*TRECHO DO TEXTO*
Memória. De Jornalista a Jornaleiro. Coluna Mário Marinho

Memória

De Jornalista a Jornaleiro

COLUNA MÁRIO MARINHO

Foram dias complicados aqueles dias do começo do mês de dezembro de 1968.

O Brasil vivia sob forte e rígida ditadura militar. Apesar disso, pipocavam aqui e ali protestos contra o regime.

Os militares reagiam com a cassação de mandatos de políticos e endurecimento na repressão aos protestos.

Uma dessas repressões foi a invasão do campus da Universidade de Brasília.

Em represália, o jovem deputado e jornalista carioca Márcio Moreira Alves foi à tribuna da Câmara e fez violento discurso contra as Forças Armadas.

Em um determinado trecho do discurso conclamou os brasileiros a não comparecerem à marcha militar do dia 7 de setembro. Mais: apelou para que as moças de família não namorassem oficiais do Exército.

O Exército pediu a cassação do deputado.

O ministério da Justiça solicitou ao STF o julgamento do deputado.

O Supremo solicitou à Câmara licença para o julgamento como mandava a Constituição.

Surpreendentemente, no dia 12 de dezembro, a Câmara, que tinha maioria governista da Arena (na ocasião, havia só dois partidos: Arena governista e MDB oposicionista) negou o pedido.

O general Syzeno Sarmento, comandante do I Exército, colocou a tropa de prontidão.

No dia 13 de dezembro o Estadão circulou com o editorial “Instituições em Frangalho” que desagradou os militares.

*CONJUNTO DE TAREFAS*
A - No texto sobre dezembro de 1968, qual editorial o Estadão publicou no dia 13 de dezembro?
B - Por favor, dê a continuação do texto sobre dezembro de 1968 a partir da última frase mostrada.
O material não tem nenhum papel nesta parte.

*ITENS*
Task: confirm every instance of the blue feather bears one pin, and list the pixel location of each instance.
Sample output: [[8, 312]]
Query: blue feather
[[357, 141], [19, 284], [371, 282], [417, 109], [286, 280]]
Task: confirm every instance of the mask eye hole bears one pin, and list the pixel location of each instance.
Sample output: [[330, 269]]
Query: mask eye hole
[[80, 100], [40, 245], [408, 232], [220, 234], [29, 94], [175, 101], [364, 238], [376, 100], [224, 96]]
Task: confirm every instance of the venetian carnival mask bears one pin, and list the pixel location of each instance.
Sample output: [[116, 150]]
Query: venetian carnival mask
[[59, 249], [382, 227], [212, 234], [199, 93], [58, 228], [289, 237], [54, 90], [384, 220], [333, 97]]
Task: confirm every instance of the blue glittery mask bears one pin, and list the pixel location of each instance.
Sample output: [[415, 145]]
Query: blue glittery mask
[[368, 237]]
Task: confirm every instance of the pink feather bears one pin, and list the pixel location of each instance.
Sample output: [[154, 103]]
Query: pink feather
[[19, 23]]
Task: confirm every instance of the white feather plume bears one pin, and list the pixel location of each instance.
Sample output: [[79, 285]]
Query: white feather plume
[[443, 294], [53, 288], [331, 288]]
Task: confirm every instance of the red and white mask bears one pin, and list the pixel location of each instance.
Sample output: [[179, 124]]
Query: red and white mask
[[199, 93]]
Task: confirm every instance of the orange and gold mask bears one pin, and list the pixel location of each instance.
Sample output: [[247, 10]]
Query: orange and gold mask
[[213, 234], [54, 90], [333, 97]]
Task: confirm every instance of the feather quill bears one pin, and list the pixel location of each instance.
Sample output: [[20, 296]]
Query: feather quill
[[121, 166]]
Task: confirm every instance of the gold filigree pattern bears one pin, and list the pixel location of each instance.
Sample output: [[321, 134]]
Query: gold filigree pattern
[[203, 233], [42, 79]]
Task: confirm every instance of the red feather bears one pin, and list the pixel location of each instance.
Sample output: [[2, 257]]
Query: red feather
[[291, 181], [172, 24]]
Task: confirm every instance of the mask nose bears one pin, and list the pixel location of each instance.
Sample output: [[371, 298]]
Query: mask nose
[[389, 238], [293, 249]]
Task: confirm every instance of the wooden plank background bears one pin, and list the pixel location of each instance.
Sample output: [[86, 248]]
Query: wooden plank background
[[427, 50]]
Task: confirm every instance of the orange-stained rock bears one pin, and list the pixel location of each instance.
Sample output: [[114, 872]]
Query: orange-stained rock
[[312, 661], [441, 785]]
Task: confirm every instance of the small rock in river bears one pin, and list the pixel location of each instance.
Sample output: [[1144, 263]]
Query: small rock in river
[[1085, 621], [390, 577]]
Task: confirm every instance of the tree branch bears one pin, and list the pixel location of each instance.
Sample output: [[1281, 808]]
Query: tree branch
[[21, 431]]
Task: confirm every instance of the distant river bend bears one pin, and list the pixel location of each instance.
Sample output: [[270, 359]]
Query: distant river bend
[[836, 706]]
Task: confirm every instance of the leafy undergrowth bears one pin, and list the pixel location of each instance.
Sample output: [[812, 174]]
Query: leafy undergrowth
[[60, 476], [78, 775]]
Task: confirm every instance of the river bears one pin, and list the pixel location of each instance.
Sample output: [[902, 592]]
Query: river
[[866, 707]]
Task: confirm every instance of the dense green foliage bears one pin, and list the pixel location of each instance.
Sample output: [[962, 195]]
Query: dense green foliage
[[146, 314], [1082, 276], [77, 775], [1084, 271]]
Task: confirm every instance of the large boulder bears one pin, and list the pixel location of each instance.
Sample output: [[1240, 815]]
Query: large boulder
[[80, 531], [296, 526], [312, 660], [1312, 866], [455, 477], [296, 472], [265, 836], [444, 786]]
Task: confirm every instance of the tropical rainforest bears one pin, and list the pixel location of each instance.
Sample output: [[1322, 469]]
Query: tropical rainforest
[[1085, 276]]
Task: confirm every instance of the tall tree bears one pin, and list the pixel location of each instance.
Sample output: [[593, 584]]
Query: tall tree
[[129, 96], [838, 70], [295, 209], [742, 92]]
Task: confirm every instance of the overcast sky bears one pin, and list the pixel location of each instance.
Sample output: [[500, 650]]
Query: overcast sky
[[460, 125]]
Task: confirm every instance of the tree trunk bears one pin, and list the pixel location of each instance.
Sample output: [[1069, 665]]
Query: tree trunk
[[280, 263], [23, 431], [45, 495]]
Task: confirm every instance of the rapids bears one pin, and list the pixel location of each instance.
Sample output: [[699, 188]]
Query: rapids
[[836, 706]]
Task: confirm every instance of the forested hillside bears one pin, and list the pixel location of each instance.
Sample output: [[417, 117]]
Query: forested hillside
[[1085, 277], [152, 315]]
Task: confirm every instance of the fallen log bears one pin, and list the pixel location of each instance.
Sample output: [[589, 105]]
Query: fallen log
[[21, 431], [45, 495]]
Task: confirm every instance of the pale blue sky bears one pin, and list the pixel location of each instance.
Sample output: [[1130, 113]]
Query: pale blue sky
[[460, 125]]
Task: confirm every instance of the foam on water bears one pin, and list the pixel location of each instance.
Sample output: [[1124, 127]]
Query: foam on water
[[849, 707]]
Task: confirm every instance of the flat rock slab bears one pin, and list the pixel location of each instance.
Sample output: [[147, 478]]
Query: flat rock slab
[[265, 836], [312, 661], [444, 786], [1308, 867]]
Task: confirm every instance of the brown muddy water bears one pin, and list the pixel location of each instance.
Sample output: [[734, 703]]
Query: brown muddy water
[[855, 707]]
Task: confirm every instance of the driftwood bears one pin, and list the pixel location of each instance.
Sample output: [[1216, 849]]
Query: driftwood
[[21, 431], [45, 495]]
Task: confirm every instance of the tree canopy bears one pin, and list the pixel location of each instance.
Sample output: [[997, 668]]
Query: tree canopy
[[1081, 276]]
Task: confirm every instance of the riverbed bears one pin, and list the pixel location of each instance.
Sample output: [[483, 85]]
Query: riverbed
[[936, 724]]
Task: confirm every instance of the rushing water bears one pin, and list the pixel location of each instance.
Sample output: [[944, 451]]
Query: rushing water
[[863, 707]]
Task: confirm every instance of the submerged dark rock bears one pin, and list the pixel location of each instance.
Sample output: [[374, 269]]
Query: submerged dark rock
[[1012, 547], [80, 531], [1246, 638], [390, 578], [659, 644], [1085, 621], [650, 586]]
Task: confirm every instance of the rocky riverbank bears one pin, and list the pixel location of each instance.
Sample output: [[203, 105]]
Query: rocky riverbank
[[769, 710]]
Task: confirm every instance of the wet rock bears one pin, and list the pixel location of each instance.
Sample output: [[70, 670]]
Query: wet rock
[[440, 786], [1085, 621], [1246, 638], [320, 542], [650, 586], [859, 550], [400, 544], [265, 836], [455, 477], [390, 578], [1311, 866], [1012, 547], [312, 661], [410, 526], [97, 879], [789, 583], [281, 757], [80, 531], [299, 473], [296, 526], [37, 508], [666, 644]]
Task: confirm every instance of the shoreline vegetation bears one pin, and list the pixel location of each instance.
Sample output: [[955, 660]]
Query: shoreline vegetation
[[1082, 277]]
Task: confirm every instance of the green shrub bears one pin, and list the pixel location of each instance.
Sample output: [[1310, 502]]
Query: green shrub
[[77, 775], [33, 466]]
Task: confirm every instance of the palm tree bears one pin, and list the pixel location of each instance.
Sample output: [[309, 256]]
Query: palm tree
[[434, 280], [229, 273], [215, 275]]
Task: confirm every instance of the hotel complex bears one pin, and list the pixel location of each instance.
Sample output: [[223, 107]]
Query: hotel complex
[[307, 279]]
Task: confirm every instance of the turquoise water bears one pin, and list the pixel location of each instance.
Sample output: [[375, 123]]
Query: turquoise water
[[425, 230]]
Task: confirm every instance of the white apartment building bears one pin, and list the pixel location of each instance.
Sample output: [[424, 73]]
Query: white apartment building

*RESPOSTAS*
A - O editorial “Instituições em Frangalho”.

B -
Forças policiais convocadas por autoridades governamentais foram até o prédio do Estadão para impedir o jornal de circular.

Houve, por parte de jornalistas e demais funcionários do Estadão, resistência.

Para evitar que os caminhões de entrega recebessem os exemplares do jornal, uma perua da Polícia Federal estacionou na garagem, obstruindo entrada e saída de caminhões.

Mas, enquanto se tentava algum tipo de negociação, jornais foram saindo pelos fundos do prédio e enviados às bancas. Segundo o Departamento de Circulação do Estadão, dezenas de milhares de exemplares foram entregues.

Naquela época, o Jornal da Tarde era realmente um vespertino e ia para as bancas às 15 horas.

Eu cheguei à redação por volta das 13 horas. O jornal já estava fechado e sendo impresso.

A manchete era, obviamente, sobre a apreensão do Estadão por parte da Polícia.

Assim que o JT começou a ser distribuído, a Polícia chegou.

A redação foi avisada que a Polícia estava impedindo a saída do jornal. Todo mundo desceu. E repetiram-se quase as mesmas cenas da manhã com o Estadão.

Enquanto jornalista e diretores conversavam com policiais, os exemplares do Jornal da Tarde começaram a sair pelos fundos do prédio.

Além disso, uma janela se abriu da oficina para a rua Martins Fontes, por onde também pacotes de jornais eram entregues.

A frota dos carros de reportagem do JT/Estadão era formada por veículos particulares sem nenhuma identificação visual com a empresa.

Assim, esses motoristas se postaram na Martins Fontes, enchiam o carro de exemplares e saiam entregando em bancas de jornal. Claro que sem nenhuma metodologia.

Foi aí que nós jornalistas começamos a fazer o trabalho de jornaleiros.

Pegávamos pacotes pela saída Martins Fontes e saíamos entregando ao povo.

Lembro-me de ter provocado um pequeno congestionamento na Consolação esquina de rua Martins Fontes. À moda dos antigos jornaleiros de rua, eu ia apregoando e me esgoelando: “Pega que a polícia está prendendo o jornal. Pega logo!”

E os motoristas paravam pra saber o que estava acontecendo. Formava-se o congestionamento.

Até a polícia descobrir o que estava acontecendo, eu fiz pelo menos umas três viagens.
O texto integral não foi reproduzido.